:: TASK ::
Reproduce each of the items below line for line, without changing a single character.

:: RECORDS FOR THE EXERCISE ::
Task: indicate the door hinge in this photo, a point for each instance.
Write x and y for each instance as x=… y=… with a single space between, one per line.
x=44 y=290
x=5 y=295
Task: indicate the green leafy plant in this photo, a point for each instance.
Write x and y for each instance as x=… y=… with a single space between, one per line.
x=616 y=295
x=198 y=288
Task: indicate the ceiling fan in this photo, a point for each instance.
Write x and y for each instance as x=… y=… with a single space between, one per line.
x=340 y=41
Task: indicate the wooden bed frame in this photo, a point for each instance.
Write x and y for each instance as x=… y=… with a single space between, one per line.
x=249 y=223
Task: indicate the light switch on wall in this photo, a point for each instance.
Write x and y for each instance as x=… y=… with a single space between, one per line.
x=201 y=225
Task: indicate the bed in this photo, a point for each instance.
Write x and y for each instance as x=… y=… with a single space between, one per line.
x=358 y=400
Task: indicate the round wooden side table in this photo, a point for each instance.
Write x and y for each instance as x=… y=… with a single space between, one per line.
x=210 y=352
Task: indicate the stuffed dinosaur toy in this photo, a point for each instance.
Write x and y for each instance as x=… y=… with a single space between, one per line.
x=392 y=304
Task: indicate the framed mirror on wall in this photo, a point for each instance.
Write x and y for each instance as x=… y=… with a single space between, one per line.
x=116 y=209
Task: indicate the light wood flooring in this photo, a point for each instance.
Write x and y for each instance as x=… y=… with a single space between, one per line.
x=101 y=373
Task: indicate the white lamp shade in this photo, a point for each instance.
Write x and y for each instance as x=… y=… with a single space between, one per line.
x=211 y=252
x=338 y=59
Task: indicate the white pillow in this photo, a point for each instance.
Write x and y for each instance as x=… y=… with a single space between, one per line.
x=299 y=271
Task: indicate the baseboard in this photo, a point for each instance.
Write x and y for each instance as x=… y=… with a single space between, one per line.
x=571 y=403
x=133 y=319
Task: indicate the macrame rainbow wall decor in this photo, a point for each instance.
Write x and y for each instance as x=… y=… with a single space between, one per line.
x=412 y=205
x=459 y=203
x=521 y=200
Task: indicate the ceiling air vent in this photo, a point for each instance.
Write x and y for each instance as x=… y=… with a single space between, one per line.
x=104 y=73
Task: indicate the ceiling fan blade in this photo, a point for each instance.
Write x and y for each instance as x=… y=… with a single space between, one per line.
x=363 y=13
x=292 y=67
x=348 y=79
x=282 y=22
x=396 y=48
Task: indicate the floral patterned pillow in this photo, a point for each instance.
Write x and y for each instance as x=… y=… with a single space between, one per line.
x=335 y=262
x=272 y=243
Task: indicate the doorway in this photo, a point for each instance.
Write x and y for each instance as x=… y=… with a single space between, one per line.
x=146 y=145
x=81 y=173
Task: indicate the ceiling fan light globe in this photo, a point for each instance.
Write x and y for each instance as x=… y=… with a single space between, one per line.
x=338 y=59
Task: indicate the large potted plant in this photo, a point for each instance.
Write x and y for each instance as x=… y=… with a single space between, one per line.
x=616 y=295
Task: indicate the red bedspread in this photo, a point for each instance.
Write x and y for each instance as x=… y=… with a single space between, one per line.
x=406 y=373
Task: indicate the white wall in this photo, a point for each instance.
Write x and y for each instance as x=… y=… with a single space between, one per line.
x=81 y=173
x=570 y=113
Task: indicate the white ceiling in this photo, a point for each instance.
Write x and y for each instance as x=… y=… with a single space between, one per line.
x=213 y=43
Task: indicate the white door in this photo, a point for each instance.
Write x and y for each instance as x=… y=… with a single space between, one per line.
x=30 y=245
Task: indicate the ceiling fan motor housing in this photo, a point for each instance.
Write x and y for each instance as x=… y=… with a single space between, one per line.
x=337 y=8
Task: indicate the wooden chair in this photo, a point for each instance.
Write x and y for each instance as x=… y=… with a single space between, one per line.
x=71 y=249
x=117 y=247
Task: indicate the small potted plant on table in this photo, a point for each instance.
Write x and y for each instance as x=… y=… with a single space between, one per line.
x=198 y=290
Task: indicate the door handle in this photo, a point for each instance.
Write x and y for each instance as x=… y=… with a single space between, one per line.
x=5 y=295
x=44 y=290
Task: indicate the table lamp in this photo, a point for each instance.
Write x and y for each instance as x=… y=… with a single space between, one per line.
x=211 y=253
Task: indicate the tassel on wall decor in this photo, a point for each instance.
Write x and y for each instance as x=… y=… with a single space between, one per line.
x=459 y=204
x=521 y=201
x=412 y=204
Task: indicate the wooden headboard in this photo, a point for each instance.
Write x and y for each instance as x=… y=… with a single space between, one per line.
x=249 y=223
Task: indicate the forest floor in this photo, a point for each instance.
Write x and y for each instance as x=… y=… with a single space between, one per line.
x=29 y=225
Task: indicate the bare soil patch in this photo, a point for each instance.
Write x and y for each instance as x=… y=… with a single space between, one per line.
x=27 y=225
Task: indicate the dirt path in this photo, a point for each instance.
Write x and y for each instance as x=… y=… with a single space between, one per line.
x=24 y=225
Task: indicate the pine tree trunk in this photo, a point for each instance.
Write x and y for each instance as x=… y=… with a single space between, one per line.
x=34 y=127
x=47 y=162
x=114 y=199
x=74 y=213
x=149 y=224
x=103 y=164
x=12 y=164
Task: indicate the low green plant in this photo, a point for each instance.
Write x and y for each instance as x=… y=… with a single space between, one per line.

:: WORKED ANSWER ::
Task: indicate the door hinge in this photo, a point for each instance.
Write x and y for each instance as x=… y=… with a single space between, one per line.
x=44 y=290
x=5 y=295
Task: indicate the green leafy plant in this photo, a point for each instance.
Write x and y for each instance as x=… y=… with a single space between, one per line.
x=616 y=295
x=198 y=288
Task: indicate the ceiling fan in this photo, a point for each instance.
Write x and y for each instance as x=… y=… with a single space between, one per line.
x=340 y=41
Task: indicate the wooden bed frame in this photo, a point for each instance.
Write x and y for each instance as x=… y=… with a single space between, one per line.
x=249 y=223
Task: indicate the light switch on wall in this photo, a point for each instance.
Write x and y for each instance as x=… y=… with a single space between, one per line.
x=201 y=225
Task: indicate the bed in this photo, a point for each instance.
Write x and y for each instance as x=… y=… with a single space between, one per line.
x=358 y=400
Task: indicate the round wooden side table in this photo, a point for each instance.
Write x and y for each instance as x=… y=… with a single space between, one per line.
x=210 y=352
Task: indicate the stuffed dinosaur toy in this photo, a point for each instance.
Write x and y for each instance as x=… y=… with a single space between, one per line.
x=392 y=304
Task: indicate the framed mirror on wall in this photo, a point for each instance.
Write x and y for each instance as x=… y=… with a single space between, one per line.
x=116 y=209
Task: indicate the light wood flooring in this photo, a point for each instance.
Write x and y for each instance as x=… y=… with a single space between, one per line.
x=101 y=373
Task: indicate the white lamp shade in this photo, a point for each instance.
Write x and y for each instance as x=… y=… with a single space between, one per line.
x=211 y=252
x=338 y=59
Task: indicate the white pillow in this photo, a point for each instance.
Write x and y for each instance as x=… y=… with a single space between, one per line.
x=299 y=271
Task: indicate the baseboard in this photo, a point for each instance.
Write x and y for each instance as x=… y=… with a single space between, one per line.
x=571 y=403
x=133 y=319
Task: indicate the macrame rainbow wall decor in this photo, a point for each instance.
Write x and y for each instance as x=… y=… with a single space between, one per line.
x=412 y=205
x=459 y=203
x=521 y=200
Task: indicate the ceiling air vent in this photo, a point for each instance.
Write x and y for each instance as x=… y=… with a single space between, one per line.
x=104 y=73
Task: indicate the ceiling fan blade in this photo, a point for each instance.
Write x and y for each instance as x=… y=… with a single space between, one per line.
x=363 y=13
x=292 y=67
x=348 y=79
x=282 y=22
x=396 y=48
Task: indicate the floral patterned pillow in this photo, a point for each instance.
Write x and y for each instance as x=… y=… with a single space between, one per line.
x=335 y=262
x=272 y=243
Task: indicate the doorway in this photo, a point for each instance.
Write x and y for each instance as x=… y=… with a single space between, one per line.
x=146 y=145
x=81 y=173
Task: indicate the ceiling fan light globe in this photo, a point for each instance.
Write x and y for each instance as x=… y=… with a single space between, one per line.
x=338 y=59
Task: indicate the large potted plant in this photo, a point for each instance.
Write x and y for each instance as x=… y=… with a single space between, one per line.
x=616 y=295
Task: indicate the red bedspread in this photo, a point for each instance.
Write x and y for each instance as x=… y=… with a single space between, one per line.
x=406 y=373
Task: indicate the white wall in this photo, a point for each instance.
Write x and y for each instance as x=… y=… with a single space between, one per line.
x=81 y=173
x=570 y=113
Task: indicate the white ceiling in this photo, a point for each instance.
Write x and y for each instance as x=… y=… with a single space between, one per line.
x=213 y=43
Task: indicate the white door in this photo, a point for each instance.
Write x and y for each instance as x=… y=… with a single space between, one per line.
x=30 y=245
Task: indicate the ceiling fan motor housing in this photo, a point for each instance.
Write x and y for each instance as x=… y=… with a single space between, one per line.
x=337 y=8
Task: indicate the wooden chair in this photo, a point for each instance.
Write x and y for each instance as x=… y=… with a single space between, one per line.
x=71 y=249
x=117 y=247
Task: indicate the small potted plant on table in this photo, a point for each instance.
Write x and y for each instance as x=… y=… with a single space between, one per line.
x=198 y=290
Task: indicate the door handle in this photo, a point for each instance.
Write x and y for each instance as x=… y=… with a single space between, one per line.
x=5 y=295
x=44 y=290
Task: indicate the table lamp in this photo, a point for each instance.
Write x and y for each instance as x=… y=… with a single space between, one per line.
x=211 y=253
Task: indicate the tassel on wall decor in this photo, a point for each instance.
Write x and y for each instance as x=… y=… with a single space between, one per line.
x=459 y=204
x=521 y=201
x=412 y=204
Task: indicate the wooden headboard in this photo, a point for each instance.
Write x and y for each instance as x=… y=… with a single space between, one per line.
x=249 y=223
Task: indicate the forest floor in this photo, a point for each instance.
Write x and y for each instance as x=… y=… with a single space between, one per line.
x=29 y=225
Task: indicate the bare soil patch in this photo, a point for each instance.
Write x and y for each instance as x=… y=… with a single space between, one per line.
x=27 y=225
Task: indicate the dirt path in this photo, a point for each instance.
Write x and y for each instance as x=… y=… with a single space between, one per line.
x=24 y=225
Task: indicate the pine tree trunk in this photo, a point for each instance.
Write x and y for each instance as x=… y=… with a single space between, one per line.
x=34 y=127
x=47 y=162
x=114 y=199
x=74 y=213
x=149 y=224
x=103 y=164
x=12 y=164
Task: indicate the low green plant in this photo, a point for each instance.
Write x and y for each instance as x=… y=… with a single space between, one per line.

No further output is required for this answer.